Riporta senza cambiare nulla la parte dell'articolo su Andolina e le staminali che comincia con le parole "Invece Andolina è" e fermati dopo "vaglio della magistratura.".

BRANO CITATO >>
━━━━━━━━

Andolina: "Mi sono iniettato le staminali e sono guarito"
La confessione del pediatra del Burlo: "Ho debellato una malattia cronica, è la via per la medicina del futuro"
Ospedale Burlo
TRIESTE.
«Io non faccio ad altri quello che non farei a me stesso. Mi sono iniettato le mie stesse cellule staminali, prelevate nella clinica torinese ”degli orrori”. E dopo 20 giorni sono guarito da una malattia cronica che mi intristiva la vita». Marino Andolina, il medico dei trapianti del Burlo Garofolo nella tempesta per l’indagine che ha coinvolto la «Stamina foundation» di Torino e il suo fondatore, lo psicologo Davide Vannoni, legati da specifica convenzione con l’ospedale pediatrico proprio per mediazione dello stesso Andolina che è nel comitato scientifico, fa questa confessione.
E aggiunge, rispondendo a chi indaga ma anche a chi contesta la validità della cura con le cellule staminali: «Perché un moribondo non può ricevere una terapia innocua, per mal che vada inutile, perché bisogna aspettare che qualche Solone dia l’okay? Vannoni (e io) riteniamo che le staminali debbano essere usate già oggi in una moltitudine di pazienti che non possono aspettare la fine delle ”ricerche precliniche” (se si usano subito in clinica - insinua Andolina - dove vanno i soldi per la ricerca di laboratorio?)». A queste ricerche, non ancora positivamente concluse, faceva riferimento Mauro Giacca, direttore dell’Istituto di biotecnologie e ingegneria genetica, parlando di «truffe scandalose» da parte di chi promette «terapie miracolose quanto inesistenti».
Invece Andolina è sicuro: «Abbiamo l’evidenza - afferma - che nei prossimi anni almeno metà delle malattie di interesse sociale, autoimmuni come l’artrite, il Crohn, la celiachia, il lupus, il diabete giovanile, la sclerosi multipla eccetera, e genetiche come centinaia di malattie ”rare”, progressive e invalidanti, saranno curate con le staminali».
Ma mentre il Burlo vuol vederci chiaro, soprattutto perché Andolina ha portato in ospedale un anziano paziente mentre la convenzione con Stamina era ristretta a ricerche di laboratorio senza coinvolgimento di malati, il medico vuol fare al contrario chiarezza su questo miscuglio di strani elementi finiti, proprio su denuncia della famiglia di quell’anziano deceduto, al vaglio della magistratura.

━━━━━━━━

DATI FORNITI >>

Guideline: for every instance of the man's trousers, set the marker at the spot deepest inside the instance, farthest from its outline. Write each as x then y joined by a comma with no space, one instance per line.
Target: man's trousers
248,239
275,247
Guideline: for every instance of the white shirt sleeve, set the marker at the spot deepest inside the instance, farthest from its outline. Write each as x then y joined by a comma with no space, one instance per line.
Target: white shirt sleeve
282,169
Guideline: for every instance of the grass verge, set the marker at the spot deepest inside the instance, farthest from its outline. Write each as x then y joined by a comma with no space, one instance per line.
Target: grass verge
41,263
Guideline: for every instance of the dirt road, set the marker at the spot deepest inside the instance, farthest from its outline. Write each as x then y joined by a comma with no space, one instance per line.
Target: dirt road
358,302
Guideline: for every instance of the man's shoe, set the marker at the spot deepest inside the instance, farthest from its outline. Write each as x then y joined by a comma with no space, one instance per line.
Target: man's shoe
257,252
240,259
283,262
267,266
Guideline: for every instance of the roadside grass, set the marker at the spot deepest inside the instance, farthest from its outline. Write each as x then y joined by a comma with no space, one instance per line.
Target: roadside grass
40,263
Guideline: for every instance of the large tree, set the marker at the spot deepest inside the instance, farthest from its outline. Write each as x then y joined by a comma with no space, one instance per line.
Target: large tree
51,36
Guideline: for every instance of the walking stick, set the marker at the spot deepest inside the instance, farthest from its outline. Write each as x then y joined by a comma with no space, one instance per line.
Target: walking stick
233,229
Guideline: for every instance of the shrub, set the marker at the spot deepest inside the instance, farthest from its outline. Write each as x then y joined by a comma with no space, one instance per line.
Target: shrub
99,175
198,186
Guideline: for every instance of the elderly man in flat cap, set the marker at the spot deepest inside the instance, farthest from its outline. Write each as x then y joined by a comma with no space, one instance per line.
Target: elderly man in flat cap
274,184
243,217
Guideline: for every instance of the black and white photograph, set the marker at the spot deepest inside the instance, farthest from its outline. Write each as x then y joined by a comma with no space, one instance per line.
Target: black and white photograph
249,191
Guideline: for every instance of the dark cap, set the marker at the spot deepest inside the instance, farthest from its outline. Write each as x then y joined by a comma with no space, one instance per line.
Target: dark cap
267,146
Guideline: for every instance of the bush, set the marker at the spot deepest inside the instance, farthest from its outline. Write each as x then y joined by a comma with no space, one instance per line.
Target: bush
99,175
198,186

━━━━━━━━

SOLUZIONE >>
Invece Andolina è sicuro: «Abbiamo l’evidenza - afferma - che nei prossimi anni almeno metà delle malattie di interesse sociale, autoimmuni come l’artrite, il Crohn, la celiachia, il lupus, il diabete giovanile, la sclerosi multipla eccetera, e genetiche come centinaia di malattie ”rare”, progressive e invalidanti, saranno curate con le staminali».
Ma mentre il Burlo vuol vederci chiaro, soprattutto perché Andolina ha portato in ospedale un anziano paziente mentre la convenzione con Stamina era ristretta a ricerche di laboratorio senza coinvolgimento di malati, il medico vuol fare al contrario chiarezza su questo miscuglio di strani elementi finiti, proprio su denuncia della famiglia di quell’anziano deceduto, al vaglio della magistratura.